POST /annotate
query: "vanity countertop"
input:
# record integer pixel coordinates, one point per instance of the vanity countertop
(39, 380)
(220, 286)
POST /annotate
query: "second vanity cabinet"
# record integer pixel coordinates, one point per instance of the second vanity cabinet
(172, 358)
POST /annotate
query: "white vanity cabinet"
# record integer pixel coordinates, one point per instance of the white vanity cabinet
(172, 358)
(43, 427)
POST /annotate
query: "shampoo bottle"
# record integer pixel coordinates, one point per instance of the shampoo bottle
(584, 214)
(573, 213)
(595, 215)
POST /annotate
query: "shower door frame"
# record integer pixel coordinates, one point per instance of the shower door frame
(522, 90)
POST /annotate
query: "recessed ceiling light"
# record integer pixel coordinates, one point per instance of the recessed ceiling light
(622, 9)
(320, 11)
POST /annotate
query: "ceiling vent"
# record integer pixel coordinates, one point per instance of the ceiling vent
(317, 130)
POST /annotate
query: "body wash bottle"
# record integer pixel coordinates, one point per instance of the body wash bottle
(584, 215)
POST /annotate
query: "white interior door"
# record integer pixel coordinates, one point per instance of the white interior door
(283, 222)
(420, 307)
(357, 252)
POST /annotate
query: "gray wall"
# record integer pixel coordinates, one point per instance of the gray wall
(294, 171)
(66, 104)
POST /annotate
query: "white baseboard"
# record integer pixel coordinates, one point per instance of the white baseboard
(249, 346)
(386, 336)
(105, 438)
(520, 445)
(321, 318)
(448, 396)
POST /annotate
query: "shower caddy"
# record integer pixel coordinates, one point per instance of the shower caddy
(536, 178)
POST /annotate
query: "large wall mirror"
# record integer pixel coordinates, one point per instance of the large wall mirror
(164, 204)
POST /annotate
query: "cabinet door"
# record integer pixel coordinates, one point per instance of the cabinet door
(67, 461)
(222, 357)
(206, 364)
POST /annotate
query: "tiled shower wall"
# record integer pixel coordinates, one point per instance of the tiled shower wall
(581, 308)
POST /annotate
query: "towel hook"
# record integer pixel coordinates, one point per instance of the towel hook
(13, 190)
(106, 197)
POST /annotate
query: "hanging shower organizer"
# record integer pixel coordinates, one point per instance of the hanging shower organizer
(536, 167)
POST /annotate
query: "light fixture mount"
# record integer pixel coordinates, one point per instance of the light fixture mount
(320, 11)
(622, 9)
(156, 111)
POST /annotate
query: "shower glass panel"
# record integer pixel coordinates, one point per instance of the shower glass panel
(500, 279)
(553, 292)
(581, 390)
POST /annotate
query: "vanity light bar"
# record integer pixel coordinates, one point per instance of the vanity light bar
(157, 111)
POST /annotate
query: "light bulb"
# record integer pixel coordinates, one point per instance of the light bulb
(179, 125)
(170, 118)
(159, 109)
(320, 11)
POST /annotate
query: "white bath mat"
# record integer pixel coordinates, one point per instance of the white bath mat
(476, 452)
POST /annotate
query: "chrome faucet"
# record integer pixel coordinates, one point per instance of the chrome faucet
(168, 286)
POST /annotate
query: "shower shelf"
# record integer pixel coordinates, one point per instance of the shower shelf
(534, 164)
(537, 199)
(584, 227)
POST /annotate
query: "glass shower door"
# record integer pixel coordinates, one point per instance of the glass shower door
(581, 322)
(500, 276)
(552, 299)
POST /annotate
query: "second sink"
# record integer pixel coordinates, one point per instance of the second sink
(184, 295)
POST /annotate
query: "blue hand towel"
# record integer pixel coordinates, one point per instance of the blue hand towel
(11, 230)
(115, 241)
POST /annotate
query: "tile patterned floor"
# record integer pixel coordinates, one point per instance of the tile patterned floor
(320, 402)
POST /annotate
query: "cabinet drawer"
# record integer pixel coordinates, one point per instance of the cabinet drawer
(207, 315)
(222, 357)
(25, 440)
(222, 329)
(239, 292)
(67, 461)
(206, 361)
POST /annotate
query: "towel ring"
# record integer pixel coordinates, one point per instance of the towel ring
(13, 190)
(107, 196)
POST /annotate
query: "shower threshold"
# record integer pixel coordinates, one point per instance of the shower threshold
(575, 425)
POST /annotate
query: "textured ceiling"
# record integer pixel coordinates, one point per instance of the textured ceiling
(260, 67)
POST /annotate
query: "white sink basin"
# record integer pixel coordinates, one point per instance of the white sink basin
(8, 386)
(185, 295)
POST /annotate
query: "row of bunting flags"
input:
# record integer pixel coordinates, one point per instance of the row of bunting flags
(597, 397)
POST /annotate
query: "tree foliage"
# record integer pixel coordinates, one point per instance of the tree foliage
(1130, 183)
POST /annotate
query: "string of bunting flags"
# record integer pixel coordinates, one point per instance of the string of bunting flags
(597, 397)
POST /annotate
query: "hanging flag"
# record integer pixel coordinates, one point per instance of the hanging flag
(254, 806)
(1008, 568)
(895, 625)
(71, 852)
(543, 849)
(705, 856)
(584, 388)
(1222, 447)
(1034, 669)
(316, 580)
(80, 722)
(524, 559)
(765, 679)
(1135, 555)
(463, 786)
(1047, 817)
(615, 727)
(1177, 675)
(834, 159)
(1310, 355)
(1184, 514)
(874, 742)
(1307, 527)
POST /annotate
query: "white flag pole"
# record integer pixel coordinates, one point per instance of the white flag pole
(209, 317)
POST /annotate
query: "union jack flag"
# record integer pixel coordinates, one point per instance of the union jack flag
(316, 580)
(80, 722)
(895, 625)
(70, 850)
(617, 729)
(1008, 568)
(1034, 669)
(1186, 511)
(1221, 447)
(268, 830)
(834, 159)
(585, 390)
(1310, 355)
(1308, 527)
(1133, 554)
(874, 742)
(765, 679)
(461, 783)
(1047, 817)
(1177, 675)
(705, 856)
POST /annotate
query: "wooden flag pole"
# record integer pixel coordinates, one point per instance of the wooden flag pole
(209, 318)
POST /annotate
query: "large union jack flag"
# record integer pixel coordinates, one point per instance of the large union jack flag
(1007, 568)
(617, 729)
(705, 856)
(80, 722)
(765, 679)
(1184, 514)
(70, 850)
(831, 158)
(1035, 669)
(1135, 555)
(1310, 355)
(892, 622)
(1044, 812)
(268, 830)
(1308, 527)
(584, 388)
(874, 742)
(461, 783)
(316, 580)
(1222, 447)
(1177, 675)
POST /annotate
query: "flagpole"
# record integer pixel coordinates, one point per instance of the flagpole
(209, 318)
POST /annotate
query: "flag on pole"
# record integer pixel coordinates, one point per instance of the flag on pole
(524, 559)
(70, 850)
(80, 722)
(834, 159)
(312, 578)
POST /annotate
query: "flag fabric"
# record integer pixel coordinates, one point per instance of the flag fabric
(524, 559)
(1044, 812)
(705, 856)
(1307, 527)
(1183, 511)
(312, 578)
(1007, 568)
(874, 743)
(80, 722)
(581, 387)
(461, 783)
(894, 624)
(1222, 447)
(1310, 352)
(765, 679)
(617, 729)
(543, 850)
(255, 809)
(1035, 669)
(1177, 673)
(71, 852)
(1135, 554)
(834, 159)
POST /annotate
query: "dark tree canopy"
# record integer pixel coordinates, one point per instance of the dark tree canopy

..........

All of the data above should be transcribed exactly.

◆ **Result below**
POST /annotate
query: "vanity countertop"
input:
# record integer pixel coordinates, one point per instance of the vanity countertop
(39, 380)
(220, 286)
POST /annotate
query: "second vanity cabinet"
# record integer pixel coordinates, one point per instance of the second vanity cabinet
(172, 358)
POST /annotate
query: "white vanity cabinet"
# record integer pixel coordinates, one point per instance of the white vanity cabinet
(172, 358)
(43, 427)
POST /annotate
query: "shampoo bottle"
# record integer pixel coordinates, one point per instance of the shampoo bottle
(584, 214)
(573, 213)
(595, 215)
POST /annotate
query: "shower door frame"
# record integer pixel coordinates, one point per instance of the shower door frame
(522, 90)
POST /annotate
query: "recessed ceiling light"
# record integer pixel coordinates, one point per instance of the recessed ceiling light
(622, 9)
(320, 11)
POST /annotate
query: "ceiling vent"
# record integer pixel coordinates, one point per instance of the ceiling vent
(317, 130)
POST /annotate
query: "body wash bottle"
# record integer pixel coordinates, one point per instance of the body wash bottle
(584, 215)
POST /annotate
query: "white interior door"
# record integer pixel coordinates, one point per instance of the white interior door
(283, 222)
(420, 307)
(357, 252)
POST /annotate
query: "gray wall"
# record integer pixel coordinates, one point per instance of the gray wall
(294, 171)
(66, 104)
POST /annotate
query: "white baseboard"
# record integer pixel coordinates, one point per instance of the white baseboard
(249, 346)
(386, 336)
(105, 438)
(520, 445)
(321, 318)
(448, 396)
POST /annotate
query: "shower caddy"
# record integer pixel coordinates, one point per instance of the shower caddy
(536, 178)
POST /annotate
query: "large wall mirror"
# record integer pixel coordinates, one point per instance of the large wall mirror
(164, 204)
POST /annotate
query: "cabinet door"
# record integer pixel coordinates, one point per instance of the cabinet door
(67, 461)
(222, 357)
(206, 364)
POST /annotate
query: "tiled shower wall"
# record integer pixel coordinates, one point per instance of the tiled shower wall
(581, 308)
POST /annotate
query: "towel hook"
# record integer pixel coordinates, one point per instance of the towel hook
(13, 190)
(106, 197)
POST /annotate
query: "hanging shower organizer"
# record integer pixel coordinates, one point per instance of the hanging shower organizer
(536, 167)
POST /annotate
query: "light fixture mount"
# record integer pixel coordinates, one point per instance of the light fixture mount
(320, 11)
(622, 9)
(156, 111)
POST /annotate
query: "shower glass panel"
# record integer pixel coordinates, one point per instance of the shower glass panel
(500, 279)
(553, 292)
(581, 390)
POST /annotate
query: "vanity light bar"
# record integer pixel coordinates, one point per instance of the vanity light bar
(157, 111)
POST /annotate
query: "light bulb"
# record integer pixel coordinates, one point per instance of the light bulb
(179, 125)
(170, 118)
(159, 109)
(320, 11)
POST /annotate
query: "white bath mat"
# record integer pixel coordinates, one point per instance of the white bath mat
(476, 452)
POST /annotate
query: "chrome faucet"
# record integer pixel coordinates, one point per instance of the chrome faucet
(168, 286)
POST /annotate
query: "shower shelf"
# record integer pixel coordinates, one point per instance of the shower shelf
(534, 164)
(537, 199)
(584, 227)
POST /annotate
query: "glass shower door"
# record integer pixel coordinates, one point per instance of the glass shower door
(581, 322)
(500, 276)
(552, 299)
POST /annotate
query: "second sink"
# record integer pixel coordinates, one point per instance of the second sink
(184, 295)
POST /annotate
query: "blue hand towel"
# record integer pixel coordinates, one point per instance of the blue hand towel
(11, 230)
(115, 241)
POST /annotate
query: "tile patterned floor"
# record integer pixel coordinates, one point per instance of the tile patterned floor
(320, 402)
POST /annotate
query: "cabinet drawer"
# record integer pixel coordinates, one point per instance of the cabinet drawer
(207, 315)
(222, 357)
(25, 440)
(222, 329)
(239, 292)
(67, 461)
(206, 361)
POST /annotate
query: "towel ring"
# record integer pixel coordinates, one point per instance of the towel ring
(13, 190)
(107, 196)
POST /annotate
query: "shower threshold"
# record integer pixel coordinates, one point per instance of the shower threshold
(575, 425)
POST /annotate
query: "textured ceiling"
# record integer pixel coordinates, one point per instance of the textured ceiling
(260, 67)
POST /annotate
query: "white sink basin"
# record integer pixel coordinates, one point per instance of the white sink basin
(8, 386)
(185, 295)
POST /annotate
query: "row of bunting flags"
input:
# record integer pixel coordinates, one point per instance of the row of bunting flags
(597, 397)
POST /annotate
query: "tree foliage"
# record integer pixel coordinates, one point per instance of the tree foliage
(1130, 183)
POST /annotate
query: "string of bunting flags"
# record integer pixel coordinates, one point per instance of the string of bunting flags
(597, 397)
POST /annotate
query: "hanging flag"
# record integer pixel coordinates, one point per instance of the hanging flag
(254, 806)
(1008, 568)
(895, 625)
(71, 852)
(543, 849)
(705, 856)
(584, 388)
(1222, 447)
(1034, 669)
(316, 580)
(80, 722)
(524, 559)
(765, 679)
(1135, 555)
(463, 786)
(1047, 817)
(615, 727)
(1177, 675)
(834, 159)
(1310, 355)
(1184, 514)
(874, 742)
(1307, 527)
POST /annotate
query: "white flag pole"
# record integer pixel coordinates, one point per instance of the white flag pole
(209, 317)
POST /annotate
query: "union jack flag"
# record integer pixel coordinates, one point per instance of the union jack flag
(316, 580)
(80, 722)
(895, 625)
(70, 850)
(617, 729)
(1008, 568)
(1034, 669)
(1186, 511)
(1221, 447)
(268, 830)
(834, 159)
(585, 390)
(1310, 355)
(1308, 527)
(1133, 554)
(874, 742)
(765, 679)
(461, 783)
(1047, 817)
(1177, 675)
(705, 856)
POST /annotate
query: "wooden flag pole"
# record integer pixel coordinates, one point per instance of the wooden flag pole
(209, 318)
POST /annotate
query: "large union jack flag"
# record integer pixel coordinates, one point per instance of the large union jack flag
(1007, 568)
(617, 729)
(705, 856)
(80, 722)
(765, 679)
(1184, 514)
(70, 850)
(831, 158)
(1035, 669)
(1135, 555)
(1310, 355)
(892, 622)
(1044, 812)
(268, 830)
(1308, 527)
(584, 388)
(874, 742)
(461, 783)
(316, 580)
(1222, 447)
(1177, 675)
POST /annotate
query: "flagpole"
# record integer pixel coordinates, one point per instance of the flagpole
(209, 318)
POST /annotate
query: "flag on pole"
# record integer pixel coordinates, one point per instance of the flag on pole
(524, 559)
(70, 850)
(80, 722)
(834, 159)
(312, 578)
POST /annotate
query: "flag fabric"
# record integer pixel coordinates, one point per instance of the flag fabric
(524, 559)
(1044, 812)
(705, 856)
(1307, 527)
(1183, 511)
(312, 578)
(1007, 568)
(874, 743)
(80, 722)
(581, 387)
(461, 783)
(894, 624)
(1222, 447)
(1310, 352)
(765, 679)
(617, 729)
(543, 850)
(255, 809)
(1035, 669)
(1177, 673)
(71, 852)
(1135, 554)
(834, 159)
POST /annotate
query: "dark tree canopy"
# record integer pixel coordinates, one point per instance of the dark tree canopy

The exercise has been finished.